Repeat each record word for word. Leave nothing out.

■ Dataset items:
###
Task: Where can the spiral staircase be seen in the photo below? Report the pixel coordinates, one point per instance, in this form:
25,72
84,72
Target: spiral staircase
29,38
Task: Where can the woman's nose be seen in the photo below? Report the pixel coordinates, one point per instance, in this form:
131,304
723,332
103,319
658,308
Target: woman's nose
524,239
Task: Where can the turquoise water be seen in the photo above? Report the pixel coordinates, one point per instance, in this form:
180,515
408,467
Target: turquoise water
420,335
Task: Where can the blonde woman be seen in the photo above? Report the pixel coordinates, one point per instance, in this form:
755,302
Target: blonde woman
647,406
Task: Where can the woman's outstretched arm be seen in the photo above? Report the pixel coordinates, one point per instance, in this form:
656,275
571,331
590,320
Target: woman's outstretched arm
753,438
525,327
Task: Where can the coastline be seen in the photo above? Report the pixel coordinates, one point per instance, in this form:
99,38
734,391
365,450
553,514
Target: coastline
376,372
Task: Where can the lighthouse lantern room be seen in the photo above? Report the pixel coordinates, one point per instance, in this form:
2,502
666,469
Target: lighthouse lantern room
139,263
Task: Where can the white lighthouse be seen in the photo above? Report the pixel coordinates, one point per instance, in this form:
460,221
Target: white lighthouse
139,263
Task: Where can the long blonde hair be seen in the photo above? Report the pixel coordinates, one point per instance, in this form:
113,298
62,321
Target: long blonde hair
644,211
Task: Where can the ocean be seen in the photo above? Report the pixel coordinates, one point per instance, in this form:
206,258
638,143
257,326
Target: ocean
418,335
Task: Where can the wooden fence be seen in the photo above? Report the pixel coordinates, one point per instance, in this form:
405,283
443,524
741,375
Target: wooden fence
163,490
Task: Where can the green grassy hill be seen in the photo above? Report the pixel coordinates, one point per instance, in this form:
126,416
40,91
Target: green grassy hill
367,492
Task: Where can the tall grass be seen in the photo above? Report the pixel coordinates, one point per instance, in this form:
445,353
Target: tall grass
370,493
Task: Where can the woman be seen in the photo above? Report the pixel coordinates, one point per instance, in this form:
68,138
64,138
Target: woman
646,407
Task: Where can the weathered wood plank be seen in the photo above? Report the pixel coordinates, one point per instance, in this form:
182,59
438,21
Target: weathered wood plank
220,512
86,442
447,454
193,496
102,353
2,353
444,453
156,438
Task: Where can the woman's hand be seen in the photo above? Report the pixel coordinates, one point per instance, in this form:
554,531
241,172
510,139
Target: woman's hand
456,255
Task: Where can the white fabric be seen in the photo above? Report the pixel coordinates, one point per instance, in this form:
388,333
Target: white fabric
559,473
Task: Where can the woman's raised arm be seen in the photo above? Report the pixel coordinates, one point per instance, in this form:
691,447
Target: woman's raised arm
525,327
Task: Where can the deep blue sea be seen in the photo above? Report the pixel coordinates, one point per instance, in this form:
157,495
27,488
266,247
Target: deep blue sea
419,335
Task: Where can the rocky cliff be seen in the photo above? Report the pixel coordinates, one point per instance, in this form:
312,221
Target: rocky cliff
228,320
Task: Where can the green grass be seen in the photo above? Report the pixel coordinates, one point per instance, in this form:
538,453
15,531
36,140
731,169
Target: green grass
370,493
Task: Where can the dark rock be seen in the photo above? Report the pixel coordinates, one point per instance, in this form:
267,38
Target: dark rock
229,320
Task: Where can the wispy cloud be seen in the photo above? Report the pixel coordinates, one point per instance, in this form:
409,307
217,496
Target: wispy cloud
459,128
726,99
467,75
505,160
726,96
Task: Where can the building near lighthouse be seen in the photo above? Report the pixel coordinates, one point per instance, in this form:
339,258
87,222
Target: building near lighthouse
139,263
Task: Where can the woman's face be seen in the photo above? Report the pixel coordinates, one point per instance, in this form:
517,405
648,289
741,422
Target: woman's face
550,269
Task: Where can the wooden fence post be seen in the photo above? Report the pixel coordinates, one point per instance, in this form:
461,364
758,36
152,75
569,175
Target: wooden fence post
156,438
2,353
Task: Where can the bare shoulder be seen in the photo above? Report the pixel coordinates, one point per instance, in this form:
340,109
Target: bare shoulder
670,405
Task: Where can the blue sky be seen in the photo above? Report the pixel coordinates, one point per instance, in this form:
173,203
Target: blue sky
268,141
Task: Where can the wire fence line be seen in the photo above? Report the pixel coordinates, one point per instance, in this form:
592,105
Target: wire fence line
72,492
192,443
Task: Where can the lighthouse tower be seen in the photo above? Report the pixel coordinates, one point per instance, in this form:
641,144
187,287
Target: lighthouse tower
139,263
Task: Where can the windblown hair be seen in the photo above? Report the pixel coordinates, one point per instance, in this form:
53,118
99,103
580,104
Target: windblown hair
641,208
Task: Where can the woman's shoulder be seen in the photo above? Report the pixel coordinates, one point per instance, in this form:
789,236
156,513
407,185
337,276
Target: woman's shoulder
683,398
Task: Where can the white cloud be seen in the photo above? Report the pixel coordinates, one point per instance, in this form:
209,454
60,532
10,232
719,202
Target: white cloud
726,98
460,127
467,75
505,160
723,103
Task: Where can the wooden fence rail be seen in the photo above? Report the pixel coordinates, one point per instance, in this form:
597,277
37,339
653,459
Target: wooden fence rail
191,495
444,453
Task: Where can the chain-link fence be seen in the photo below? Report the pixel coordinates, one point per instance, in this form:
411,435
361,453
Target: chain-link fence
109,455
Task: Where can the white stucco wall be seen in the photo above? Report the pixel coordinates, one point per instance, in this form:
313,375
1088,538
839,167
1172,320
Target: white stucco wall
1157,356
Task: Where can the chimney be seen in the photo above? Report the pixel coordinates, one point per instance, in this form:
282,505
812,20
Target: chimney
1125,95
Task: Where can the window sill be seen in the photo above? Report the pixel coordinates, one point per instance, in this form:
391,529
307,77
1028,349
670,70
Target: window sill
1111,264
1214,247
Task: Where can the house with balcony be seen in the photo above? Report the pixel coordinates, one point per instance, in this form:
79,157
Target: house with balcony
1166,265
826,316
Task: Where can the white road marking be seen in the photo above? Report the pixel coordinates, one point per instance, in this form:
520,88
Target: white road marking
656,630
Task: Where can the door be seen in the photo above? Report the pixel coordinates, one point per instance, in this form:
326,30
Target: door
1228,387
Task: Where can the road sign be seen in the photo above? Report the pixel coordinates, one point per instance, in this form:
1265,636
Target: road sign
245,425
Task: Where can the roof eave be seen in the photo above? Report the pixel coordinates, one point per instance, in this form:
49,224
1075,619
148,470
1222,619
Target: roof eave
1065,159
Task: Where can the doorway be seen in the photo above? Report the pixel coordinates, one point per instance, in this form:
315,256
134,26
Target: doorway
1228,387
###
■ Answer for the task:
Task: Where can the spiral staircase be seen in the photo below? Report the pixel coordinates, one point per instance, in this form:
25,72
84,72
Target: spiral staircase
29,38
Task: Where can the woman's nose be seen in the photo below? Report the pixel coordinates, one point per instance, in this form:
131,304
723,332
103,319
658,308
Target: woman's nose
524,239
Task: Where can the turquoise water be seen in the photo above? Report the pixel coordinates, one point per instance, in this form:
180,515
408,467
Target: turquoise water
420,335
Task: Where can the blonde woman be seen in the photo above? Report the pixel coordinates, one point per instance, in this form:
755,302
Target: blonde woman
647,406
Task: Where can the woman's outstretched arm be seen in the photo above? Report the pixel coordinates, one point per instance, in this form:
656,275
571,331
590,320
Target: woman's outstretched arm
753,438
525,327
Task: Where can the coastline be seen in the photo above? Report the pixel coordinates, one point per instance, in this form:
99,38
734,391
365,450
553,514
Target: coastline
376,372
Task: Where can the lighthouse lantern room be seen in the photo above? Report the pixel coordinates, one point per instance, in this form:
2,502
666,469
Target: lighthouse lantern room
139,263
Task: Where can the white lighthouse be seen in the photo above? Report the pixel coordinates, one point per instance, in this form:
460,221
Target: white lighthouse
139,263
Task: Where can the long blonde hair be seen in the photo above? Report the pixel coordinates, one point per instance, in this form:
113,298
62,321
Target: long blonde hair
644,211
Task: Where can the ocean be seen in the photo above? Report the pixel coordinates, one point per instance, in this form:
206,258
638,143
257,326
Target: ocean
418,335
Task: Where can the wooden fence be seen in the photo above? Report the pixel coordinates, one point per instance, in this form:
405,283
443,524
741,375
Target: wooden fence
163,490
Task: Where can the green grassy hill be seen in the photo above? Report the pixel coordinates, one point per instance, in this form:
126,416
40,91
Target: green grassy hill
367,492
Task: Where can the tall grass be seen in the photo above? Report the pixel coordinates, one point per instance, in this form:
445,353
Target: tall grass
370,493
Task: Where can the woman be seen in the photo above? Report the pixel coordinates, one point per instance, in this form:
68,138
64,138
Target: woman
646,407
Task: Where can the weathered wood plank be seen in the photo above? Report the pixel coordinates, one point per instance, in this form:
182,59
438,21
Target: weathered wood plank
220,512
86,442
447,454
193,496
102,353
2,353
444,453
156,438
Task: Where can the woman's hand be seen in the photo above? Report the pixel coordinates, one point per instance, in this form:
554,531
241,172
510,139
Target: woman's hand
456,255
Task: Where can the white fabric be seen in the photo above? Report the pixel coordinates, one point per instance, in this form:
388,333
Target: white fabric
559,473
Task: Where can the woman's raised arm be seen in the photo above? Report the pixel coordinates, one point per instance, in this form:
691,447
Target: woman's raised arm
525,327
Task: Where can the deep blue sea be seen in the photo above? Report the pixel coordinates, one point per instance, in this form:
157,495
27,488
266,247
Target: deep blue sea
419,335
Task: Where can the rocky cliff be seen in the photo above? Report the pixel coordinates, one point per instance, in this form:
312,221
Target: rocky cliff
228,320
Task: Where can the green grass be seen in the photo above? Report the pixel coordinates, one point per instance, in this form:
538,453
15,531
36,140
731,169
Target: green grass
370,493
Task: Where can the dark rock be seen in the photo above? Report the pixel coordinates, one point per instance, in this form:
267,38
Target: dark rock
229,320
Task: Where can the wispy cloud be seen in the photo above? Report the pixel coordinates, one point per instance, in this form:
409,307
217,496
Target: wispy cloud
459,128
726,99
467,75
505,160
726,96
Task: Where can the building near lighthouse be seen in the photo above? Report the pixel coordinates, one point per instance, in this form:
339,258
87,222
Target: building near lighthouse
139,263
Task: Where can the woman's face be seen in the photo above? Report the pixel coordinates, one point per instance, in this form:
517,405
648,289
741,422
Target: woman's face
550,269
Task: Where can the wooden fence post be seen in the photo above? Report the pixel coordinates, one point per instance, in this form:
461,364
758,36
152,75
569,175
Target: wooden fence post
156,438
2,353
Task: Where can the bare shoulder be seen in the photo above? Report the pixel coordinates, one point per instance, in this form:
340,109
Target: bare shoulder
670,405
Task: Where can the blue sky be seen in the photo above? Report the pixel coordinates, one point per instance, in this form:
173,203
Target: blue sky
268,141
Task: Where can the wire fence line be seen in the photo above? Report the pixel coordinates, one point per instance, in this form:
592,105
Target: wire fence line
72,492
192,443
Task: Where can the lighthouse tower be seen in the photo above? Report the pixel coordinates, one point per instance, in this form:
641,144
187,287
Target: lighthouse tower
139,263
Task: Where can the windblown hair be seen in the photo above? Report the pixel coordinates, one point per instance, in this form:
53,118
99,103
580,104
Target: windblown hair
641,208
Task: Where can the woman's shoulder be seen in the photo above? Report the pixel coordinates, one point per instance, in this form:
789,236
156,513
407,185
337,276
Target: woman's shoulder
683,398
Task: Where can the white cloud be seen in the photo above? Report the pixel coordinates, one point per instance, in this form:
209,454
60,532
10,232
719,202
Target: white cloud
726,98
460,127
467,75
505,160
723,103
Task: Where can the wooden fence rail be seen in the photo above? Report the pixel coordinates, one point per instance, in this form:
597,277
37,339
653,459
Target: wooden fence rail
191,495
444,453
Task: Where can the chain-link fence be seen in the photo below? Report the pixel coordinates, one point per instance, in this form:
411,435
361,453
Target: chain-link fence
109,455
Task: Where can the white stucco wall be seen in the photo above? Report the pixel coordinates, one point per instance, in this form:
313,375
1088,538
839,167
1172,320
Target: white stucco wall
1157,356
Task: Where can the chimney be seen in the photo above? Report the pixel coordinates, one point per instance, in this form:
282,505
812,20
Target: chimney
1125,95
Task: Where can the window sill be seen in the photo above? Report the pixel coordinates, one point per instance, in this form:
391,529
307,77
1028,349
670,70
Target: window sill
1111,264
1214,247
Task: Where can the house with balcony be seen in the photo above? Report the pixel coordinates, one point per instance, in this form:
79,157
Target: house with balcony
1166,265
826,316
Task: Where can the white road marking be seen in the photo above? Report the pixel coordinates, one point per instance, in this form:
520,88
Target: white road marking
656,630
Task: Where can the door be seen in the photo above? Report the pixel coordinates, one point per instance, in this form:
326,30
Target: door
1228,387
Task: Where can the road sign be seen in the photo above? Report the pixel coordinates, one point per instance, in this form:
1265,636
Target: road sign
245,425
Task: Where can the roof eave be seen in the photo above? Report the pixel coordinates, one point per instance, in this form:
49,224
1075,619
148,470
1222,619
Target: roof eave
1065,159
Task: Where can the doorway be seen in the photo above? Report the pixel coordinates, one point per instance, in this form:
315,256
134,26
Target: doorway
1228,387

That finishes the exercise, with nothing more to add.